-- begin Supplied text --

Saturday, May 1, 2010

Film #25: Double Indemnity (1944)

Director: Billy Wilder

Initial Release Country: United States

Times Previously Seen: 3 (most recently about 2 years ago)

20-Words-or-Fewer Summary (no spoilers)

Insurance salesman and black widow gold digger plot murder of husband; hope to get rich off insurance policy.

The Full Treatment (A complete summary, spoilers included. Fair warning):

In 1940s Los Angeles, clever insurance salesman Walter Neff (Fred MacMurray) stops by the opulent home of rich client Mr. Dietrichson to get some signatures on an auto insurance policy. Instead, he meets Dietrichson's sultry younger wife, Phyllis (Barbara Stanwyck). After some flirtatious fast-talk, Phyllis slyly inquires about getting a life insurance policy for her husband, but without his knowing it. The quick-witted Neff immediately smells something fishy and clears out, warning Phyllis that any plot she may have to off her husband and collect insurance money is bound to fail.

And yet, after leaving, Neff can't get Phyllis or her scheme out of his mind. Sure enough, she shows at his apartment later, and they fall into each other's arms. Then and there, Walter agrees to help Phyllis with her nefarious plot. He's sure that, with his knowledge of botched murders through the insurance claims business, they can commit the crime, avoid leaving any evidence, and spend the rest of their lives together off of a $100,000 "double indemnity" insurance policy.


Walter & Phyllis: future lovers and accomplices.

Neff carefully plots the murder and coaches Phyllis in assisting him. With calculated precision, the two get Mr. Dietrichson's unwitting signature on the life insurance policy, then lure him to his own murder, making it seem like an accidental fall from the observation car of a moving train.

At first, it seems as if they will get off scott free. Then, one person starts to smell a rat. Barton Keyes, the eagle-eyed, obsessive claims manager at Neff's office, senses something amiss. Following his instincts, which he refers to as his "little man," the long-time insurance man starts to become ever surer that Dietrichson's death was not accidental. Even more, he feels that Phyllis is the culprit. The only thing he doesn't see is Neff's involvement in the whole thing, but Neff senses Keyes getting closer to the truth.

As the pressure ratchets up, Neff discovers several unsavory things about his co-conspirator, Phyllis. She was, according to Dietrichson's daughter Lola, responsible for the death of the first Mrs. Dietrichson. On top of this, Phyllis has been secretly seeing Lola's boyfriend, Nino, at night for unknown reasons. Neff realizes that he's been played for a sucker.

When Walter goes to Phyllis's house to confront her with his revelations, he throws her deceptions in her face and explains how he plans to see that she will get locked up for the murder of Dietrichson. As a kicker, he plans to absolve himself by killing Nino, who Walter will claim was her accomplice. Phyllis, cornered, pulls a gun and shoots Neff in the arm. Neff clutches her tightly and shoots her dead, the two sharing one final, warped moment of attraction for each other. Nino shows up shortly after, but Neff abandons his plan to frame and kill him, rather telling him to leave and find Lola.

-- end Supplied text --
-- begin Items --

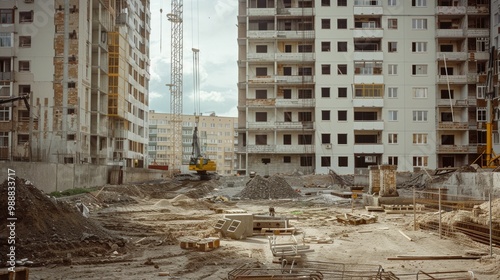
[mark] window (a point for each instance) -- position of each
(261, 49)
(393, 69)
(419, 116)
(25, 41)
(325, 115)
(393, 138)
(392, 160)
(343, 162)
(419, 23)
(419, 92)
(392, 23)
(342, 69)
(481, 114)
(325, 46)
(341, 46)
(261, 71)
(260, 139)
(419, 3)
(6, 16)
(419, 138)
(304, 139)
(420, 161)
(287, 139)
(326, 161)
(26, 16)
(24, 66)
(5, 39)
(261, 94)
(22, 138)
(326, 138)
(325, 23)
(419, 69)
(392, 92)
(260, 116)
(342, 23)
(419, 47)
(326, 69)
(342, 115)
(306, 161)
(342, 138)
(325, 92)
(393, 115)
(392, 46)
(4, 114)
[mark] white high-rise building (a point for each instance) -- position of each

-- end Items --

→ **Task set**
1. Put every line of the records into a Markdown table with the columns "No." and "Line", giving each line's row number and its text and skipping any blank lines. Leave the picture placeholders out of the table.
2. Write the passage that follows the last sentence of the Double Indemnity summary.
The film summary and the records originate from separate, unrelated sources.

→ **Final results**
1.
| No. | Line |
|---|---|
| 1 | [mark] window (a point for each instance) -- position of each |
| 2 | (261, 49) |
| 3 | (393, 69) |
| 4 | (419, 116) |
| 5 | (25, 41) |
| 6 | (325, 115) |
| 7 | (393, 138) |
| 8 | (392, 160) |
| 9 | (343, 162) |
| 10 | (419, 23) |
| 11 | (419, 92) |
| 12 | (392, 23) |
| 13 | (342, 69) |
| 14 | (481, 114) |
| 15 | (325, 46) |
| 16 | (341, 46) |
| 17 | (261, 71) |
| 18 | (260, 139) |
| 19 | (419, 3) |
| 20 | (6, 16) |
| 21 | (419, 138) |
| 22 | (304, 139) |
| 23 | (420, 161) |
| 24 | (287, 139) |
| 25 | (326, 161) |
| 26 | (26, 16) |
| 27 | (24, 66) |
| 28 | (5, 39) |
| 29 | (261, 94) |
| 30 | (22, 138) |
| 31 | (326, 138) |
| 32 | (325, 23) |
| 33 | (419, 69) |
| 34 | (392, 92) |
| 35 | (260, 116) |
| 36 | (342, 23) |
| 37 | (419, 47) |
| 38 | (326, 69) |
| 39 | (342, 115) |
| 40 | (306, 161) |
| 41 | (342, 138) |
| 42 | (325, 92) |
| 43 | (393, 115) |
| 44 | (392, 46) |
| 45 | (4, 114) |
| 46 | [mark] white high-rise building (a point for each instance) -- position of each |

2.
The wounded Neff manages to stagger back to Keyes's office and begins to record his own confession. Just as he reaches the end, Keyes shows up and looks on with sadness and disappointment as his former employee, and perhaps friend, lies bleeding on the floor. As they await the police, Keyes does Walter one final favor - he assists his now one-armed, former friend to light one last cigarette. Sure to be his last.

Take 1: My Gut Reaction (done after the most recent viewing, before any research):

Now we get down an dirty.

After watching several artful cinematic master works and wading through the sophomoric humor of the screwball comedies on this list, I was ready for the downright nastiness of Double Indemnity. This film is a standard just as much as Citizen Kane or Casablanca, but for completely different reasons.

There are no heroes. You have to face this fact - the two main characters are murderers, one merely cold-blooded; the other ice-blooded. Rather than love being the force that attracts one to the other and gives the audience some semblance of a human connection, it's base lust. Walter is entranced by Phyllis' looks and attitude. It's almost like he refuses to realize that he's drawn to her based on the thing that makes her most dangerous - her viper-like magnetism and the promise of sensual delights, even if they're followed by his own destruction. It's this fatalism that's a hallmark characteristic of nearly all film noir protagonists (most notably in the classic Out of the Past - film #31 on the TIME list.)


"She didn't fool me this time." Oh, but she had you all along, Walt. She had you all along...

And yet, at one point, I was hoping that the killer Neff would succeed. This is not because his victim was an evil, or even a bad person. In fact, we don't know much about Dietrichson at all. He's just a pawn with a fat bank account as far as Neff, Phyllis and we viewers are concerned. I think it speaks to the movie writers' skill that there was a moment when, after the murder occurs, I actually wanted Neff to get away with it. How the hell did I become a cheerleader for a murderer?!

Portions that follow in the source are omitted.